> _Items_:
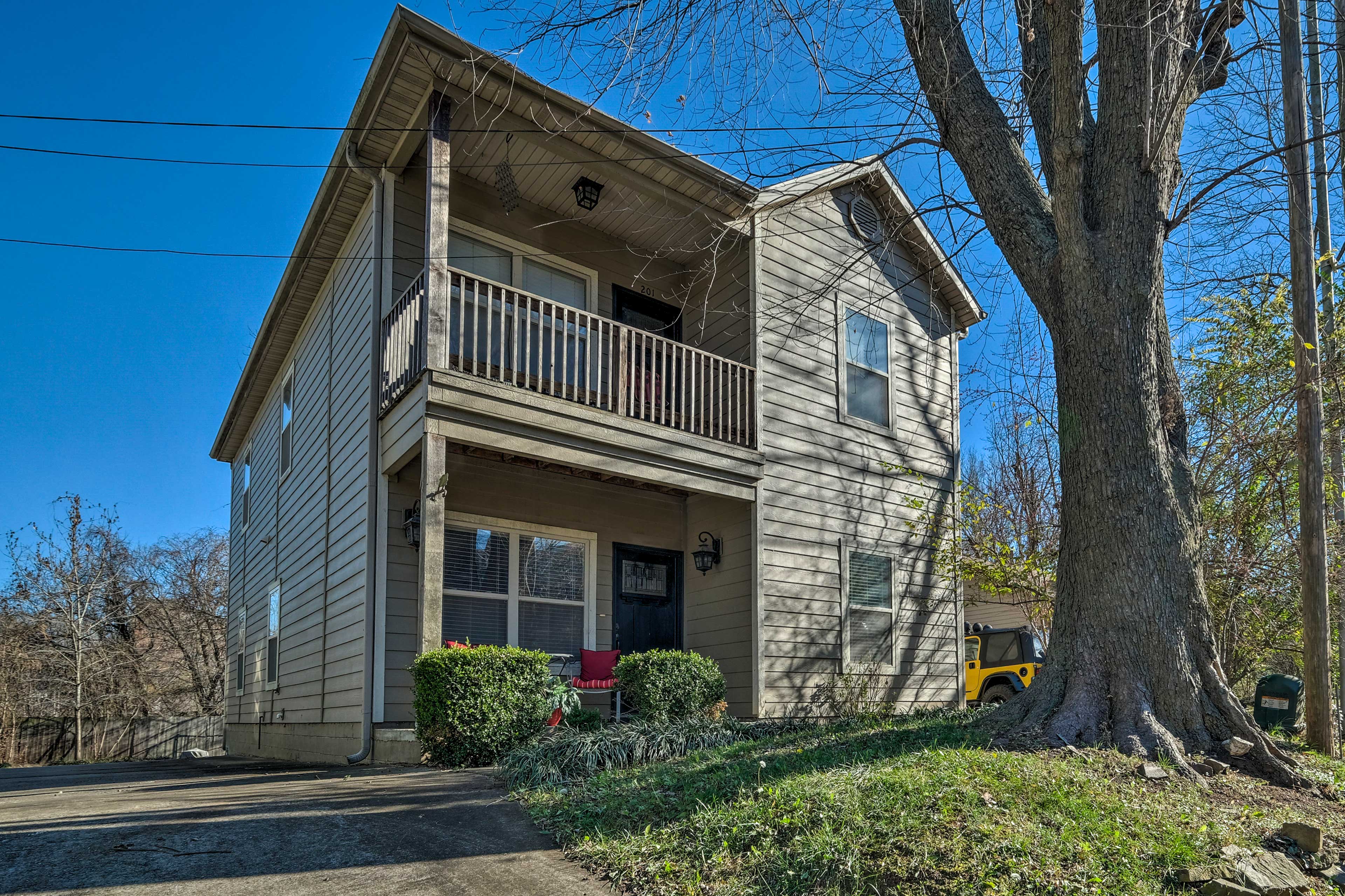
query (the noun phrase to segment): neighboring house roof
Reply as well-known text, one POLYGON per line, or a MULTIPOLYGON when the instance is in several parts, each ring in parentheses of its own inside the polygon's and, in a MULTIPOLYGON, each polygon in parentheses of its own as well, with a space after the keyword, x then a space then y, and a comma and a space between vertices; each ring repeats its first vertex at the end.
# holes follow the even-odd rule
MULTIPOLYGON (((534 157, 553 160, 519 171, 519 186, 525 194, 533 191, 533 200, 560 213, 561 207, 555 203, 569 194, 574 171, 588 170, 605 179, 613 192, 625 190, 638 195, 639 202, 604 203, 599 211, 586 215, 584 223, 628 234, 636 230, 631 223, 631 207, 642 206, 644 226, 638 227, 640 238, 655 244, 675 245, 677 239, 686 241, 689 234, 694 235, 695 227, 728 226, 752 211, 777 207, 791 198, 869 178, 881 198, 888 200, 892 215, 904 221, 898 229, 902 237, 929 258, 931 278, 940 295, 950 299, 959 327, 985 316, 881 160, 868 159, 827 168, 759 191, 658 137, 543 85, 443 26, 398 5, 346 124, 347 133, 358 136, 359 156, 366 164, 401 171, 410 163, 424 143, 422 128, 433 90, 443 90, 457 109, 467 110, 472 122, 472 133, 467 137, 471 141, 469 155, 480 159, 503 155, 506 135, 518 132, 529 141, 527 151, 534 157), (819 182, 824 186, 818 186, 819 182), (674 209, 678 214, 662 215, 667 221, 662 229, 650 226, 650 221, 659 218, 656 211, 660 207, 674 209)), ((460 114, 457 109, 455 120, 460 114)), ((346 144, 347 140, 342 139, 332 153, 289 264, 262 318, 210 449, 210 456, 217 460, 231 461, 242 451, 268 391, 369 199, 369 182, 346 163, 346 144)))
POLYGON ((901 238, 915 248, 917 264, 924 268, 920 273, 929 276, 937 295, 952 308, 958 330, 966 330, 985 320, 986 312, 981 303, 976 301, 962 274, 958 273, 958 268, 948 258, 948 253, 943 250, 924 218, 917 213, 911 196, 897 183, 897 178, 888 168, 882 156, 842 161, 822 171, 763 187, 749 214, 768 213, 857 182, 862 182, 874 194, 874 198, 886 206, 888 221, 893 222, 901 238))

> _Goal_: Could you give the items above as a two-column CSV with the columns item_text and answer, one row per item, holding its text and its answer, each in a single quoted field with line breaks turned into spaces? Leave the pictures out.

> _Reply to the task_:
item_text,answer
"query (the noun phrase to segment): neighboring house roof Reply as well-known text, one POLYGON per line, or a MULTIPOLYGON when the instance is in several parts, each ring in parentheses of its own inside the polygon's and, in a MULTIPOLYGON, each polygon in parentheses of its own as well, with a space after the keyword, x then a space then y, and a comma and a space between vertices; each ring repeats its first vertex at the end. # holes follow the even-odd rule","MULTIPOLYGON (((534 157, 553 160, 519 171, 519 186, 525 194, 533 191, 533 200, 560 213, 561 207, 555 203, 569 194, 574 171, 588 170, 605 179, 613 192, 625 190, 638 195, 639 202, 604 203, 599 211, 586 215, 584 223, 628 234, 636 230, 631 223, 631 207, 642 206, 644 226, 638 227, 640 238, 655 244, 675 245, 677 239, 686 241, 689 234, 694 235, 695 227, 728 226, 752 211, 777 207, 791 198, 869 178, 881 198, 888 200, 892 215, 904 221, 898 229, 902 237, 929 258, 931 278, 940 295, 950 299, 959 327, 985 316, 881 160, 868 159, 827 168, 759 191, 658 137, 543 85, 443 26, 398 5, 346 124, 347 133, 358 136, 359 156, 366 164, 401 171, 410 163, 424 143, 422 128, 433 90, 443 90, 457 109, 467 110, 472 122, 472 133, 467 137, 471 141, 469 155, 480 159, 503 155, 506 135, 518 132, 529 141, 527 151, 534 157), (819 182, 824 186, 818 186, 819 182), (674 209, 678 214, 662 215, 667 221, 662 229, 650 226, 650 221, 659 218, 656 211, 660 207, 674 209)), ((460 114, 457 109, 455 120, 460 114)), ((346 144, 347 140, 342 139, 332 153, 289 264, 262 318, 210 449, 210 456, 217 460, 231 461, 242 451, 268 391, 369 199, 369 182, 346 163, 346 144))) POLYGON ((901 238, 915 248, 917 264, 924 268, 920 273, 929 276, 937 295, 952 308, 958 330, 966 330, 985 320, 986 312, 981 303, 976 301, 962 274, 958 273, 958 268, 948 258, 948 253, 943 250, 924 218, 917 213, 911 196, 897 183, 897 178, 888 168, 882 156, 842 161, 822 171, 763 187, 749 214, 768 213, 857 182, 862 182, 874 194, 874 198, 886 206, 888 221, 893 222, 901 238))"